Text -
_ _ _ _ _ _ _

Merkel als „Washingtons Hausmeisterin“: Wenn die Überwachungsdebatte zur Souveränitätsdebatte wird
Eigentlich hätte man erwarten können, dass die NSA-Affäre ihr Verfallsdatum schon hinter sich hat. Schließlich hatte sie, obwohl sie in die heiße Phase des Wahlkampfs fiel, wenig Einfluss auf die Wahlentscheidung. Mit der Piratenpartei und der FDP scheiterten dort zwei Parteien, die sich unterschiedlich intensiv den Datenschutz auf die Fahnen geschrieben haben. Dass wir nun noch einmal eine Neuauflage der NSA-Debatte erleben, liegt nicht in erster Linie im Bekanntwerden, dass auch Merkels Handy nicht vor Überwachung tabu war. Vielmehr nutzen Medien und Politiker die NSA-Debatte, um die nationale Karte zu ziehen und noch einmal über die fehlende deutsche Souveränität zu lamentieren.

_ _ _ _ _ _ _

Liste der Einträge -
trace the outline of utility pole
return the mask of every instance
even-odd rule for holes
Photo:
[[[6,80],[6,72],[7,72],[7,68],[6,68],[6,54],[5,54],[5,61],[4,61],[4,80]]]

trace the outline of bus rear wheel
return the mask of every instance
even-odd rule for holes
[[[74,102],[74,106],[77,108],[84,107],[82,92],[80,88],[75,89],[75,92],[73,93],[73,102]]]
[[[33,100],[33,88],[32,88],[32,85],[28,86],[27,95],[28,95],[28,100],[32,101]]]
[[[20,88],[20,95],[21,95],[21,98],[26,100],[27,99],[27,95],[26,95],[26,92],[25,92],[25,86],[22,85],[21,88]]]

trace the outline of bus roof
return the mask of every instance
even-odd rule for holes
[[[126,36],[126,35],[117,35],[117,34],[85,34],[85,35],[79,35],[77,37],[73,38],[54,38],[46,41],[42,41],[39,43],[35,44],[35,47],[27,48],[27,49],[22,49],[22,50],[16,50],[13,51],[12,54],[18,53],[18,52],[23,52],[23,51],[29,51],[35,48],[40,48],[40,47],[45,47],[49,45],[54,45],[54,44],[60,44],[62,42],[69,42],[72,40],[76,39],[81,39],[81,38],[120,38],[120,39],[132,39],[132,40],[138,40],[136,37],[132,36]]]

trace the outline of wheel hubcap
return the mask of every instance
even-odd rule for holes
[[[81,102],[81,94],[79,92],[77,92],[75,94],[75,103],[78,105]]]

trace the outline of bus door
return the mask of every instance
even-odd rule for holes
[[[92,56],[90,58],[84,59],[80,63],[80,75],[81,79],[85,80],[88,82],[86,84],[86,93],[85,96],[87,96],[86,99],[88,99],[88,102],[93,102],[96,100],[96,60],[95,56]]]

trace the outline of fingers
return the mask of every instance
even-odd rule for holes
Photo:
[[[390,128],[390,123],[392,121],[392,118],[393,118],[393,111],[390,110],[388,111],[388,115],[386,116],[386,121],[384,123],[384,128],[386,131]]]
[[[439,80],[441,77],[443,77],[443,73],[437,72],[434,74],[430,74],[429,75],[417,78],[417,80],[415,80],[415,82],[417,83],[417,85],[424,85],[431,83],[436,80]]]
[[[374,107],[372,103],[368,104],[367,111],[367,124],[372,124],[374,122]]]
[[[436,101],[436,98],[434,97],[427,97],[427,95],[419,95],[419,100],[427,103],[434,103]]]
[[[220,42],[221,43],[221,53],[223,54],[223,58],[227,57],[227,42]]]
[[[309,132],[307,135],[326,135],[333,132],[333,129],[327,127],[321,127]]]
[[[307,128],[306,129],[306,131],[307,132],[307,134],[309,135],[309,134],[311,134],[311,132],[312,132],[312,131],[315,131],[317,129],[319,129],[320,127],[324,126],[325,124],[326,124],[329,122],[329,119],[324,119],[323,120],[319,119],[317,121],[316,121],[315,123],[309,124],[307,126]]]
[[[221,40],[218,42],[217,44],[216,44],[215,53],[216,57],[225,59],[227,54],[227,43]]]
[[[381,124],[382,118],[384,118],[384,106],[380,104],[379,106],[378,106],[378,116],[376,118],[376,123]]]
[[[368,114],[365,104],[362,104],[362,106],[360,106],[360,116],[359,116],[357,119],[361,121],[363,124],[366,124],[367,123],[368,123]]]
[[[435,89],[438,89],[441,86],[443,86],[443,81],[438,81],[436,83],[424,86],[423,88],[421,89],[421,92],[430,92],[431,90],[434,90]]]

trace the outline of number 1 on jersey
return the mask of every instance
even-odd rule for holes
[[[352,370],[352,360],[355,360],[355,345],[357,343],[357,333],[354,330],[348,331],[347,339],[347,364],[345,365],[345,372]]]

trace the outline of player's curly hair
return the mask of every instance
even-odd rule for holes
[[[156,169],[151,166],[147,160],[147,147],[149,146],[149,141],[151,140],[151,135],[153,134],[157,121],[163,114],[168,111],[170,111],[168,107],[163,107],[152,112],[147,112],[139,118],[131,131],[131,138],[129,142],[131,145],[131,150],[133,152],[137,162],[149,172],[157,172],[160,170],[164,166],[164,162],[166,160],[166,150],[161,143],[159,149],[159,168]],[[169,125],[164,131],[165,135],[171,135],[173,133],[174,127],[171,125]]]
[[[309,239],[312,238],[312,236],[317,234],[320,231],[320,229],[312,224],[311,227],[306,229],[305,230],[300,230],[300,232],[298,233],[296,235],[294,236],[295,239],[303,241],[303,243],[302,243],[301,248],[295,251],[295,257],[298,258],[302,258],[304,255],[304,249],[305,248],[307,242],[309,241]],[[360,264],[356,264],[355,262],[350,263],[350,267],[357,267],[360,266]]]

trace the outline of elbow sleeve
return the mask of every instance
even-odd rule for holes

_ _ _ _ _ _ _

Aufgabenstellung - Geben Sie aus dem Text zur NSA-Debatte den Abschnitt zwischen „Merkel als „Washingtons“ und „Souveränität zu lamentieren.“, beide Stellen eingeschlossen, wortgetreu wieder.

Vollständige Lösung -
Merkel als „Washingtons Hausmeisterin“: Wenn die Überwachungsdebatte zur Souveränitätsdebatte wird
Eigentlich hätte man erwarten können, dass die NSA-Affäre ihr Verfallsdatum schon hinter sich hat. Schließlich hatte sie, obwohl sie in die heiße Phase des Wahlkampfs fiel, wenig Einfluss auf die Wahlentscheidung. Mit der Piratenpartei und der FDP scheiterten dort zwei Parteien, die sich unterschiedlich intensiv den Datenschutz auf die Fahnen geschrieben haben. Dass wir nun noch einmal eine Neuauflage der NSA-Debatte erleben, liegt nicht in erster Linie im Bekanntwerden, dass auch Merkels Handy nicht vor Überwachung tabu war. Vielmehr nutzen Medien und Politiker die NSA-Debatte, um die nationale Karte zu ziehen und noch einmal über die fehlende deutsche Souveränität zu lamentieren.